Extract to read:
━━━━━━━━━━━━━━━━━━━━

Re: Statistics Import and Export

Поиск
Список
Период
Сортировка
От Corey Huinker
Тема Re: Statistics Import and Export
Дата
Msg-id CADkLM=c7sMxeOGMmV6MtsjFkNnji6XLfj2bTgy04f4vWWhv6PA@mail.gmail.com
обсуждение исходный текст
Ответ на Re: Statistics Import and Export  (Corey Huinker <corey.huinker@gmail.com>)
Ответы Re: Statistics Import and Export  (Stephen Frost <sfrost@snowman.net>)
Re: Statistics Import and Export  (Bertrand Drouvot <bertranddrouvot.pg@gmail.com>)
Список pgsql-hackers
On Thu, Feb 15, 2024 at 4:09 AM Corey Huinker <corey.huinker@gmail.com> wrote:
Posting v5 updates of pg_import_rel_stats() and pg_import_ext_stats(), which address many of the concerns listed earlier.

Leaving the export/import scripts off for the time being, as they haven't  changed and the next likely change is to fold them into pg_dump.



v6 posted below.

Changes:

- Additional documentation about the overall process.
- Rewording of SGML docs.
- removed a fair number of columns from the transformation queries.
- enabled require_match_oids in extended statistics, but I'm having my doubts about the value of that.
- moved stats extraction functions to an fe_utils file stats_export.c that will be used by both pg_export_stats and pg_dump.
- pg_export_stats now generates SQL statements rather than a tsv, and has boolean flags to set the validate and require_match_oids parameters in the calls to pg_import_(rel|ext)_stats.
- pg_import_stats is gone, as importing can now be done with psql.

I'm hoping to get feedback on a few areas.

1. The checks for matching oids. On the one hand, in a binary upgrade situation, we would of course want the oid of the relation to match what was exported, as well as all of the atttypids of the attributes to match the type ids exported, same for collations, etc. However, the binary upgrade is the one place where there are absolutely no middle steps that could have altered either the stats jsons or the source tables. Given that and that oid simply will never match in any situation other than a binary upgrade, it may be best to discard those checks.

━━━━━━━━━━━━━━━━━━━━

Record extracts:
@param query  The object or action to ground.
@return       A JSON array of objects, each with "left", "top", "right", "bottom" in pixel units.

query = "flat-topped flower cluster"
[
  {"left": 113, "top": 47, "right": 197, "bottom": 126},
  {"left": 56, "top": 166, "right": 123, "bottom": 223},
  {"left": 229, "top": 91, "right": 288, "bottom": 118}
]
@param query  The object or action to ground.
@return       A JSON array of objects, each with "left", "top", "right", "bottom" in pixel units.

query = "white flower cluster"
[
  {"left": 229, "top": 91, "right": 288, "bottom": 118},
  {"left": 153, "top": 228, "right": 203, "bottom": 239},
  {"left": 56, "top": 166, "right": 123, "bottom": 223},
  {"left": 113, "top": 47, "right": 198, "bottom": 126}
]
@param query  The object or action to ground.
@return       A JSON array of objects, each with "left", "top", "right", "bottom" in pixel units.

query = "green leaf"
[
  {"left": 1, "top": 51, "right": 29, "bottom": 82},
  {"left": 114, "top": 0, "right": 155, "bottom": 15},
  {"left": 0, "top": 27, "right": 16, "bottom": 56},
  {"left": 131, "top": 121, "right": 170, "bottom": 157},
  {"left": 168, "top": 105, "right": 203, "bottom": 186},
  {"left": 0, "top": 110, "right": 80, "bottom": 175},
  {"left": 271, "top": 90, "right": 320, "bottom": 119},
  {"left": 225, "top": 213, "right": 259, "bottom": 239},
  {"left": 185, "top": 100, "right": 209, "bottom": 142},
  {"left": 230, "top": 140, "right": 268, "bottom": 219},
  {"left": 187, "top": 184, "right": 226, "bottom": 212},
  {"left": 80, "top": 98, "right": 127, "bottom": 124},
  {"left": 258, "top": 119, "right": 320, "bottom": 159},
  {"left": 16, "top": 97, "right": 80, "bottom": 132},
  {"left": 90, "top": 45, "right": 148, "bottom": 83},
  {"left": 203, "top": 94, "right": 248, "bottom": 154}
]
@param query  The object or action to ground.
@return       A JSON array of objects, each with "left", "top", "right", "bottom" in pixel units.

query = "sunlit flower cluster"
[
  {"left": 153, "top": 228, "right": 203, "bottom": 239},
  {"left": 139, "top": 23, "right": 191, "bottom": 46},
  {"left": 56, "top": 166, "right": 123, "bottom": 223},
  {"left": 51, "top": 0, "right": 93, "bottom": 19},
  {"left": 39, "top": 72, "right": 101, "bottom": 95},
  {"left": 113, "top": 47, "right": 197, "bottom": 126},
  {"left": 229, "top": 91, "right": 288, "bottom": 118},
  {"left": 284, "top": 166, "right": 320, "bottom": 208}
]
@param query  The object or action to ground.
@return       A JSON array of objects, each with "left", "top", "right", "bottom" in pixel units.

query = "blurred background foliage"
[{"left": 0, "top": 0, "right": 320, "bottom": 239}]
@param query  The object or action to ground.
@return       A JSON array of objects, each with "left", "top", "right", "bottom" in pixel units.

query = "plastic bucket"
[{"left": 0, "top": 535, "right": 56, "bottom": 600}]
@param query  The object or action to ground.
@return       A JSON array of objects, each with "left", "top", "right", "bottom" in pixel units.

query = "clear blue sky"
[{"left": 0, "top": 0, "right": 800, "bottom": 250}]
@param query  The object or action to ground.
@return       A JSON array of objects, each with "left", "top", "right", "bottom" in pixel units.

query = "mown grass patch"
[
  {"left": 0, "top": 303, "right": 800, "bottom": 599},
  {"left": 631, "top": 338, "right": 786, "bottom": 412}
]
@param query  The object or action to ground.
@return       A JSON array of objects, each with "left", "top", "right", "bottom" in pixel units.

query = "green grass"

━━━━━━━━━━━━━━━━━━━━

Tasks and exercises:
A. According to the post on statistics import and export, why is pg_import_stats gone?
B. Extract the passage from the post on statistics import and export, starting at "Re: Statistics Import and Export  (Bertrand" and ending at "the overall process.".
C. List every change that the post on statistics import and export gives for v6.
The records aren't needed for any of this.

Task answers:
A. Importing can now be done with psql.

B.
Re: Statistics Import and Export  (Bertrand Drouvot <bertranddrouvot.pg@gmail.com>)
Список pgsql-hackers
On Thu, Feb 15, 2024 at 4:09 AM Corey Huinker <corey.huinker@gmail.com> wrote:
Posting v5 updates of pg_import_rel_stats() and pg_import_ext_stats(), which address many of the concerns listed earlier.

Leaving the export/import scripts off for the time being, as they haven't  changed and the next likely change is to fold them into pg_dump.



v6 posted below.

Changes:

- Additional documentation about the overall process.

C.
- Additional documentation about the overall process
- Rewording of the SGML docs
- A fair number of columns removed from the transformation queries
- require_match_oids enabled in extended statistics
- Stats extraction functions moved to an fe_utils file, stats_export.c, to be used by both pg_export_stats and pg_dump
- pg_export_stats now generates SQL statements rather than a tsv, with boolean flags to set the validate and require_match_oids parameters in the calls to pg_import_(rel|ext)_stats
- pg_import_stats removed, as importing can now be done with psql